Work to complete
An exact, complete copy of the data is all that is needed.

(Stored data entries)
****************************************

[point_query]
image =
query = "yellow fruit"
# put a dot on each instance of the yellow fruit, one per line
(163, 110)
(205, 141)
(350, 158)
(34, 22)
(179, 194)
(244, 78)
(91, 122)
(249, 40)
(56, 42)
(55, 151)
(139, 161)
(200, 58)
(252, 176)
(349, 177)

****************************************

Output below
[point_query]
image =
query = "yellow fruit"
# put a dot on each instance of the yellow fruit, one per line
(163, 110)
(205, 141)
(350, 158)
(34, 22)
(179, 194)
(244, 78)
(91, 122)
(249, 40)
(56, 42)
(55, 151)
(139, 161)
(200, 58)
(252, 176)
(349, 177)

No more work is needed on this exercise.